## PASSAGE GIVEN
○ ○ ○ ○

Implementation of Members Meeting resolutions;
2.
Preparation of the Annual Report and Financial Statements;
3.
Proper administration and allocation of Association resources;
4.
Selection of projects to receive assistance;
5.
Election of members of the Advisory Council.
(2)
The Managing Board has the following responsibilities:
1.
Preparation, calling and management of the ordinary and extraordinary
Members Meetings including formulation of the Agenda;
2.
Preparation and calling of Board Meetings;
3.
Management of ordinary daily business;
4.
Acceptance of Association Members.
(3)
The Board shall meet a minimum of once in each quarter year.
§
13
Election and Tenure of the Board
(1)
The Board shall be elected by the Members Meeting for a period of three
years from the date of the election. The Board shall however, remain in office
until the election of a new Board occurs.
(2)
Each Board Member shall be voted for individually. Only members of the
Association are eligible to be Board Members. Upon termination of membership of
the Association, the tenure as a Board Member shall also terminate.
§
14
Meetings
and Resolutions of the Board
(1)
The Board shall pass resolutions at Meetings called by the Managing
Board. The notice of the meeting shall be given either in writing, by telephone
or telegram. The Agenda shall be notified.
(2)
The Board has a quorum when a minimum of five members are present. The
Board shall decide by way of a simple majority. In the event of a dead-lock,
the 1 Director, or in his absence, the Chairman of the Meeting shall have the
casting vote.
(3)
A Board resolution may be passed by way of written documentation when
two thirds of the Board Members approve of the matter contained in the Board
Resolution.
§
15
(1)
In the Members Meeting each Member shall have one vote.
(2)
The Members Meeting is responsible for the following matters:
1.
Approval of the Annual Report (Business and Financial Report) prepared
by the Board and approval of the Board;
2.
Determination of the membership dues;
3.
Election and removal of the Board;
4.
Passing of resolutions concerning amendments to the Articles of
Association and dissolution of the Association;
5.
Passing of resolutions concerning complaints against the refusal to
accept Members or the termination of Members.
§
16
Calling of Members Meetings
(1)
A minimum of once per year, wherever possible during the first quarter,
the ordinary Meeting of Members shall be held. The Board shall call the Members
Meeting haven given a minimum period of 14 days written notice of the Meeting
and the agenda. The minimum period shall commence with the day immediately
following the date contained on the written notice of the Meeting. The notice
of the Meeting shall be deemed to have been received by the Member when it was
sent to the most recent address provided by the Member to the Association in
writing. The agenda shall be determined by the Board.
(2)
The Members Meeting shall decide upon proposals made concerning changes
or amendments to the agenda.
§
17
Advisory Council
(1)
The Advosory Council shall present the objectives of the Association in
public, support the projects of the Association in every respect and advise the
Board.
(2)

○ ○ ○ ○

## SET TASKS
A. Answer these from the association articles:
(i) At minimum, how often must the Board meet?
(ii) For what period does the Members Meeting elect the Board?
(iii) How many members must be present for the Board to have a quorum?
B. Carry on the association articles from the point where they stop, keeping their numbering and style.
The entries after the association articles have no part in this.

○ ○ ○ ○

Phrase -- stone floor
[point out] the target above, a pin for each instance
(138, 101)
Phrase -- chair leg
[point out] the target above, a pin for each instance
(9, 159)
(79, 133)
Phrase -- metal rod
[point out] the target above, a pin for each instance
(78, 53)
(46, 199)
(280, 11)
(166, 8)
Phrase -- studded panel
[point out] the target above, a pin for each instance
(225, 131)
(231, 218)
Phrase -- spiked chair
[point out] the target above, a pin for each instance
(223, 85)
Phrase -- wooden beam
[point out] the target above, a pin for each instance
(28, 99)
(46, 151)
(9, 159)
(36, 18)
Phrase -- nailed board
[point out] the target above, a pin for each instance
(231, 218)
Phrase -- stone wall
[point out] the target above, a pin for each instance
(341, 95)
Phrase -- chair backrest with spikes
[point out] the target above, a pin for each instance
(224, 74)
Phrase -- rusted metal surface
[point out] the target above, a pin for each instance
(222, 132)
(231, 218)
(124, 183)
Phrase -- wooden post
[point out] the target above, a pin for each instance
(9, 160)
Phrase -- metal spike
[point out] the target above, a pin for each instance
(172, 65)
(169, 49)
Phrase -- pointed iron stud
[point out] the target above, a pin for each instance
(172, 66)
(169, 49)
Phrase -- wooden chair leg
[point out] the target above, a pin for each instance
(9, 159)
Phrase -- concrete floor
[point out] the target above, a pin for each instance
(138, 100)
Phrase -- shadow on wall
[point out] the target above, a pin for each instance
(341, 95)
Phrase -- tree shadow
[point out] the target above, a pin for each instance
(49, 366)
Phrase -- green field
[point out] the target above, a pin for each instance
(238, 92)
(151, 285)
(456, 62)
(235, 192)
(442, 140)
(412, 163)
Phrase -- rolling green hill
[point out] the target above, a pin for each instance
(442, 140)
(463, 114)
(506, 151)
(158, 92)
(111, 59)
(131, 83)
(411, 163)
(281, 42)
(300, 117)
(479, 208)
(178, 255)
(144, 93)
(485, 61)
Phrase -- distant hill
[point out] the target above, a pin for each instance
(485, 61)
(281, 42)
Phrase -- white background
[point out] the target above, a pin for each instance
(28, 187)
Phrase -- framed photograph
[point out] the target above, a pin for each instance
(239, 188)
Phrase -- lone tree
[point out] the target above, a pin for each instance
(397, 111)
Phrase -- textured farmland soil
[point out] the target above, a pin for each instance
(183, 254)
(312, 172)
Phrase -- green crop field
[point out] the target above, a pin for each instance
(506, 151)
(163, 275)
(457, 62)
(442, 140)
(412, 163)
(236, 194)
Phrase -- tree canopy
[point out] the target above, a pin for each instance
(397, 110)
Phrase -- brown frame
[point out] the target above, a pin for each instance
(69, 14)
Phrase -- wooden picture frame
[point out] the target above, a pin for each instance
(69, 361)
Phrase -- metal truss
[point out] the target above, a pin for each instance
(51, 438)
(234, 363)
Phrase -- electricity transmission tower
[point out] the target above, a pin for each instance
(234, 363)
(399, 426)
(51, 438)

○ ○ ○ ○

## RESPONSES
A.
(i) A minimum of once in each quarter year.
(ii) Three years from the date of the election.
(iii) A minimum of five members.

B.
The members of the Advisory Council shall be voted for by the Board.
(3)
The Advisory Council shall assume responsibility and organise itself
independently.
(4)
The Chairman of the Advisory Council shall produce an activity report
to the Members Meeting.
§
18
Auditors
The Members Meeting shall elect two auditors on an annual basis whose
function it shall be following the end of the financial year, to examine the
financial practices and to confirm the correctness of the same by way of
signature. The auditors shall inform the Members Meeting of the result of their
examination and propose that the Board actions be approved.
§ 19
Extraordinary Members Meeting
An extraordinary Meeting of Members shall be called by the Board when
deemed to be in the interest of the Association or when one tenth of Members,
which must be a minimum of ten Members, request the same in writing identifying
both the purpose and reason.
§ 20
Resolutions
of the Members Meeting
(1)
The Members Meeting shall be chaired by the 1 Managing Director, or in
his absence by the 2 Managing Director. When elections are held, an electoral
supervisor shall be appointed by the Members Meeting.
(2)
The voting procedure shall be determined by the Board. A secret ballot
must be held when one quarter of the Members present that are entitled to vote
request the same.
(3)
The Members Meeting is able to pass resolutions with the Members
present and entitled to vote.
(4)
Resolutions of the Members Meeting shall be passed by a simple majority
of valid votes; abstentions shall not be considered. An amendment to the
Articles requires a majority of two thirds of the valid votes cast. The
dissolution of the Association and a change in the objectives of the
Association require the support of two thirds of all Members present.
(5)
A candidate shall be elected when he has received more than half of the
valid votes cast. In the event that no candidate has received more than half of
the valid votes cast, a new vote between the two candidates with the most
number of votes shall be held. The candidate with the most votes shall then be
elected.
(6)
When a minimum of one Member present wishes a secret ballot in an
election, the election shall be held by way of secret ballot.
(7)
A protocol concerning Resolutions of the Members Meeting shall be
prepared by the Secretary and signed by the Managing Director.
§
21
Dissolution of the Association
(1)
The dissolution of the Association shall only be by way of a two third
majority of the valid votes cast at the Members Meeting (§ 20, 4) The
Liquidation shall be conducted by the Board. The Regulations §§ 48 ff BGB
apply.
(2)
In the case of the dissolution or termination of the Association, eg.,
through the disappearance of the existing objectives, the assets of the
Association shall be distributed with half going to the Indien-Hilfswerk e.V.,
Mühlenteichstr. 16, 52525 Heinsberg-Horst and to the Komitee Cap Anamur.
§
22
Miscellaneous
In the event that one or more of these Articles should be declared
invalid or void, the validity of the remaining provisions shall remain
unaffected.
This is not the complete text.